● **Source extract**

● ● ● ● ● ● ●

For now, Missouri's MHERP program remains in effect. At the same time, shops selling CBD products, including CBD oil, continue popping up all over the state without regard for MHERP requirements, and the majority of them operate without running into any legal problems.
Missouri CBD possession limits
A patient who purchases CBD oil through the MHERP program is limited to 20 fluid ounces, or about 535 milliliters of CBD oil, and the product must contain at least 5% CBD and no more than 0.3% THC.
Outside of the MHERP program, things are much more confusing and largely unregulated. Since the state has not explicitly declared whether or not hemp CBD oil is legal, there is no specified limit on how much hemp-derived CBD a person can purchase or possess.
Where to buy CBD in Missouri
Rather than wait for state lawmakers to figure out CBD laws, many business owners in Missouri have chosen to start selling hemp-derived CBD oil and other CBD products — even after the raid that occurred in November 2018. Because Missouri has not regulated or formally recognized CBD as legal, there are no clear statistics on how many retailers are currently selling CBD products.
As a result, you can buy CBD oil and other CBD products both online and at numerous brick and mortar shops — just remember that these shops technically operate in a legal gray zone. Businesses selling CBD products include head shops, convenience stores, health food stores, restaurants, cafes, coffee shops, and a large number of CBD-specific retailers.
When it comes to online sales, CBD is most frequently found on brand-specific websites. You can find CBD products from verified retailers on Weedmaps.
When purchasing from a retailer in person, especially if it's a CBD specialist, you can sometimes get help and expertise from a worker. Explain what you're looking for and your reasons for consuming CBD and they can point you in the right direction.
How to read CBD labels and packaging
Because Missouri has not explicitly legalized CBD oil and other CBD products, there are no codified labeling requirements. However, most reputable CBD producers will typically include the following information on their CBD product labels:
- Amount of active CBD per serving.
- Supplement Fact panel, including other ingredients.
- Net weight or volume.
- Manufacturer or distributor name.
- Suggested use.
- Full-spectrum, broad-spectrum, or isolate.
- Batch or date code.
One of the most important things to pay attention to is whether a CBD product is full-spectrum, broad-spectrum, or isolate.
Full-spectrum means that the CBD has been extracted from a hemp plant along with all other chemicals in the plant, including terpenes and whatever trace amounts of THC the plant may have produced. Consuming full spectrum CBD may yield better results owing to the entourage effect, a phenomenon in which the entire mixture of cannabinoids and terpenes work together and complement one another inside your body.
Broad-spectrum means that the product contains CBD and terpenes, but has undergone additional processes to strip out any THC.
Finally, CBD isolate is a product that has gone through more intensive processing to remove everything except for CBD. Consuming isolate may produce different effects than full or broad-spectrum CBD, as these products do not produce the entourage effect.
Keep in mind that under current federal regulations, CBD companies are not allowed to label their products as medicine or health or dietary supplements. Because the FDA has so far approved only one product — Epidiolex — anything else marketing itself as medicine has not actually been officially approved as such. This type of labeling may or may not be accurate.

● ● ● ● ● ● ●

[Extracted records]
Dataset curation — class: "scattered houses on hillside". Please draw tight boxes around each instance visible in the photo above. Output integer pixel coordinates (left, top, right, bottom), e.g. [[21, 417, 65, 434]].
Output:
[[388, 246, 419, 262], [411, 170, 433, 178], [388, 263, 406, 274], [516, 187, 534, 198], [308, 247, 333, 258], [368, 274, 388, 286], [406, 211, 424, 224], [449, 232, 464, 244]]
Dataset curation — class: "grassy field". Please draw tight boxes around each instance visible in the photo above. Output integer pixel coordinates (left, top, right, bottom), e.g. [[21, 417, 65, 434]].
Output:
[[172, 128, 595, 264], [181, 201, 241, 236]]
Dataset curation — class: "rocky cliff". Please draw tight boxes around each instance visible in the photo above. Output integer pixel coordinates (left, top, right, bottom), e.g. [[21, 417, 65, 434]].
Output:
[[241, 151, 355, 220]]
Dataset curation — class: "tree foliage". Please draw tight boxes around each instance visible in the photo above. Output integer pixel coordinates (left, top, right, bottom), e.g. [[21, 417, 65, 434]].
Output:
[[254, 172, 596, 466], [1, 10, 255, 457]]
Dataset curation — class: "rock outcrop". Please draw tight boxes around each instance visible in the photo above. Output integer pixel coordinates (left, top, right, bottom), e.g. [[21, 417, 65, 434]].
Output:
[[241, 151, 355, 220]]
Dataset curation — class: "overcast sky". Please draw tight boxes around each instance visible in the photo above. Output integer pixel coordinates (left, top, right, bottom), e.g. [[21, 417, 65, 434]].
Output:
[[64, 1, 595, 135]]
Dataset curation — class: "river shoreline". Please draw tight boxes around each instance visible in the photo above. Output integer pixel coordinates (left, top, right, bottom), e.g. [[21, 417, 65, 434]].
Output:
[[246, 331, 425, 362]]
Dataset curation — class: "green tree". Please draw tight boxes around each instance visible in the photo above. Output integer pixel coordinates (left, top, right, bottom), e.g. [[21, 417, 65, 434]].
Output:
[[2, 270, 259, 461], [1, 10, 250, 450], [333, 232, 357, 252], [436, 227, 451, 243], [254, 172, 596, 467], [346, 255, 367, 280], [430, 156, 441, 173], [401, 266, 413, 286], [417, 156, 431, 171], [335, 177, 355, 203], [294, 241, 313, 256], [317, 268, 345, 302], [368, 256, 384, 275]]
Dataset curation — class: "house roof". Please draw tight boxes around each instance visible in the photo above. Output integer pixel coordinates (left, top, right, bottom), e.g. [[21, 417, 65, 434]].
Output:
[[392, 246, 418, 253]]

● ● ● ● ● ● ●

● **Action item A**
Edit the passage of the CBD text from "- Supplement Fact" to "out any THC.", replacing "Suggested use" with "Recommended use".
● **Action item B**
List every type of business that the CBD text names as selling CBD products.

● **Written response A**
- Supplement Fact panel, including other ingredients.
- Net weight or volume.
- Manufacturer or distributor name.
- Recommended use.
- Full-spectrum, broad-spectrum, or isolate.
- Batch or date code.
One of the most important things to pay attention to is whether a CBD product is full-spectrum, broad-spectrum, or isolate.
Full-spectrum means that the CBD has been extracted from a hemp plant along with all other chemicals in the plant, including terpenes and whatever trace amounts of THC the plant may have produced. Consuming full spectrum CBD may yield better results owing to the entourage effect, a phenomenon in which the entire mixture of cannabinoids and terpenes work together and complement one another inside your body.
Broad-spectrum means that the product contains CBD and terpenes, but has undergone additional processes to strip out any THC.

● **Written response B**
- Head shops
- Convenience stores
- Health food stores
- Restaurants
- Cafes
- Coffee shops
- CBD-specific retailers